**Task prompt:** Output exactly those lines of the data that lie between the line containing "Target: utility pole" and the final line, both ends counted.

**Provided entries:**

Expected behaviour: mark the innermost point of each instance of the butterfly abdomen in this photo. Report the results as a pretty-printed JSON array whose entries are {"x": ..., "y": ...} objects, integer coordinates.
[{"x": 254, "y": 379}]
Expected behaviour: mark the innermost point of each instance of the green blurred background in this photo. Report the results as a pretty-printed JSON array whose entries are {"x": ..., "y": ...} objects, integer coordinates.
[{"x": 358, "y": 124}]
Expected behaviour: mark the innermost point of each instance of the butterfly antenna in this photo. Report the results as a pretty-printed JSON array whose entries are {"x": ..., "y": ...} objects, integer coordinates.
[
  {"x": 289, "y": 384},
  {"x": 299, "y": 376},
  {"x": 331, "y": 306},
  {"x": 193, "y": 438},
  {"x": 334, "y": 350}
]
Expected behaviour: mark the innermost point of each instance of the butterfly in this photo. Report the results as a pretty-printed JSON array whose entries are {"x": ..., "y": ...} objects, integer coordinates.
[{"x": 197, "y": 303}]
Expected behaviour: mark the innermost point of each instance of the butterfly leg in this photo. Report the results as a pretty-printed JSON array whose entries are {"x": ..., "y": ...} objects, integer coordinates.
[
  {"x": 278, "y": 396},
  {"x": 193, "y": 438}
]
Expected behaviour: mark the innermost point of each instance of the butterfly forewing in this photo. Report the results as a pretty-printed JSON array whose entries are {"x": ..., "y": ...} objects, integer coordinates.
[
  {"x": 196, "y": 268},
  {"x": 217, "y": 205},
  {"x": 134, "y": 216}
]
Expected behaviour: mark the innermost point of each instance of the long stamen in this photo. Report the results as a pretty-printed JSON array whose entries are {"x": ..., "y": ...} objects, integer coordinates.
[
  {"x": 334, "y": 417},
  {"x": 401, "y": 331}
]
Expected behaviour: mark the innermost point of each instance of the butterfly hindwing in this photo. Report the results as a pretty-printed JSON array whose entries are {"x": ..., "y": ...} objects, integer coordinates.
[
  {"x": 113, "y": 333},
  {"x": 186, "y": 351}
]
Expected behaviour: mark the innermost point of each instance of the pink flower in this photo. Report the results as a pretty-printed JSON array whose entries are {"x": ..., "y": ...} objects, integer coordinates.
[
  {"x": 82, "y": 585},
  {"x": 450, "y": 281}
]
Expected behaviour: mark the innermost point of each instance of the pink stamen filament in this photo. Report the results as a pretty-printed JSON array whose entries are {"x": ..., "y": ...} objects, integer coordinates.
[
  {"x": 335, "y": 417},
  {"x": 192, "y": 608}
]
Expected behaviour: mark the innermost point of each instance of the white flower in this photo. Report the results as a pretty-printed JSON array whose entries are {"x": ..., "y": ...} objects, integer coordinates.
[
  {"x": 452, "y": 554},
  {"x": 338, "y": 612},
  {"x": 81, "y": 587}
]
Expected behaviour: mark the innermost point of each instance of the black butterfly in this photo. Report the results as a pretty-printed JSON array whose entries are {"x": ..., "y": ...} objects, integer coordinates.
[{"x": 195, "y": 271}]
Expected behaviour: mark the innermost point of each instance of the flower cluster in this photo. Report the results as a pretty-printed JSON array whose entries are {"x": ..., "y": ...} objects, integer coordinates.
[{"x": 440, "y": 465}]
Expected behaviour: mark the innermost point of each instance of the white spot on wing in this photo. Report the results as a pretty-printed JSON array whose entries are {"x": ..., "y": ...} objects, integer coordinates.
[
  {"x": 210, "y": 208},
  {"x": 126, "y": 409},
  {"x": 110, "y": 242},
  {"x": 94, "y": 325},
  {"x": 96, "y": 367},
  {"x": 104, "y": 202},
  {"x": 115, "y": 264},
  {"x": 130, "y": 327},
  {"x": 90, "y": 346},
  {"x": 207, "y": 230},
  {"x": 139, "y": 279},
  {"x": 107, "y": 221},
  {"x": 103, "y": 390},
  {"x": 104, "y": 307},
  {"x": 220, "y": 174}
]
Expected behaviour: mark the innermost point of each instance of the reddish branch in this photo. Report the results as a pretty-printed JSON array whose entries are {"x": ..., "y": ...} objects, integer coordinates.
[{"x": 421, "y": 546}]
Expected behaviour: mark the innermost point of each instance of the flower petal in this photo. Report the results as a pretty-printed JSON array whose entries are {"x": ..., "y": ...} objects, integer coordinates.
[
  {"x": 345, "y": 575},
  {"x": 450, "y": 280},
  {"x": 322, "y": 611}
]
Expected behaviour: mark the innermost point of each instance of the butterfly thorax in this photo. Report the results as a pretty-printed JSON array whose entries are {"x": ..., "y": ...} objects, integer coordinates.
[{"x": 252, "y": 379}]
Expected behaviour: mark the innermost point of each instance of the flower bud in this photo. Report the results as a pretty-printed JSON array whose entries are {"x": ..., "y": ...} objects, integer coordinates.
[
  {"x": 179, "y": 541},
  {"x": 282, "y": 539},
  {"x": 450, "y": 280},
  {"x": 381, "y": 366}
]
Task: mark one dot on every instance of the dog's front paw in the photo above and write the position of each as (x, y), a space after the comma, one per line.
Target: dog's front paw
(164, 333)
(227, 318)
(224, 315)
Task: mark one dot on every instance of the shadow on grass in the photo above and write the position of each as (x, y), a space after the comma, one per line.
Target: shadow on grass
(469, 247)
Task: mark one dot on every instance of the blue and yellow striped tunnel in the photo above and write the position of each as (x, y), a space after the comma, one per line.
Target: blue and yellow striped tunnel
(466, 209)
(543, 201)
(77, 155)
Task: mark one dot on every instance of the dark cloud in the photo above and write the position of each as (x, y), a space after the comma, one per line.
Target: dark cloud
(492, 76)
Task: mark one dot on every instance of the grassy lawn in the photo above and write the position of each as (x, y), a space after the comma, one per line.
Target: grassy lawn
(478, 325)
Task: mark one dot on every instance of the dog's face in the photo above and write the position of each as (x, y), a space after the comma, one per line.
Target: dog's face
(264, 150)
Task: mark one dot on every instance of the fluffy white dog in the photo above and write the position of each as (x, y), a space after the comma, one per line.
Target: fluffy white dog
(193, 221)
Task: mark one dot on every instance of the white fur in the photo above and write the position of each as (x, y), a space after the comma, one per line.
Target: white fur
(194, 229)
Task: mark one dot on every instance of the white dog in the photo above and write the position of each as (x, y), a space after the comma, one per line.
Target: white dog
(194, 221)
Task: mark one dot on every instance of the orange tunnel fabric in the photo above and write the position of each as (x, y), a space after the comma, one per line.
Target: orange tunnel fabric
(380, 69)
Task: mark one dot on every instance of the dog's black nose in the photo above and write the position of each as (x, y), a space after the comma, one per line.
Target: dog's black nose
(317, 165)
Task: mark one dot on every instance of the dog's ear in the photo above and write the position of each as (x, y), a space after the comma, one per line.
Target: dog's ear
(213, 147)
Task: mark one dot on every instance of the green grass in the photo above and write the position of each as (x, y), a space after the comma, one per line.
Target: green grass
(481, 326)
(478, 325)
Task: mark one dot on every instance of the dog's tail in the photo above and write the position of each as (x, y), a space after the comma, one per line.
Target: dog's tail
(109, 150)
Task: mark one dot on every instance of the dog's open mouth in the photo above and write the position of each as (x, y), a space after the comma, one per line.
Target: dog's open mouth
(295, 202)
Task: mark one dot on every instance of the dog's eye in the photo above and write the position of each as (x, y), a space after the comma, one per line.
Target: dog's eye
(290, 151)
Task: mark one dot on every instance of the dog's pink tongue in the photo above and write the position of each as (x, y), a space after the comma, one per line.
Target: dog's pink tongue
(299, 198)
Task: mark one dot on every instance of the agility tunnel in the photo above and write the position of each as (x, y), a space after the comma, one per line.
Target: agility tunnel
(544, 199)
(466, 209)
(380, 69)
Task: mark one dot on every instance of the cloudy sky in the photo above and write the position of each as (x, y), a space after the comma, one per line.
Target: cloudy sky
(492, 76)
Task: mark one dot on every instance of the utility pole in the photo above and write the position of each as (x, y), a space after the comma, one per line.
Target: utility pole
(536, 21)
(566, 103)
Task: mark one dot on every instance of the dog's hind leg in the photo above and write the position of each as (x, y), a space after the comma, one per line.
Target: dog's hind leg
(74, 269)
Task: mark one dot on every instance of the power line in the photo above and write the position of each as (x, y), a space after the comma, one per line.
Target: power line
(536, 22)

**Result:**
Target: utility pole
(536, 21)
(566, 103)
Task: mark one dot on every instance of the dog's hind leg in the photo above and write the position of each as (x, y), a space after the comma, one per line.
Target: dog's hind leg
(74, 269)
Task: mark one dot on every instance of the power line in the photo above and write the position of each as (x, y), a space after the comma, one per line.
Target: power line
(536, 22)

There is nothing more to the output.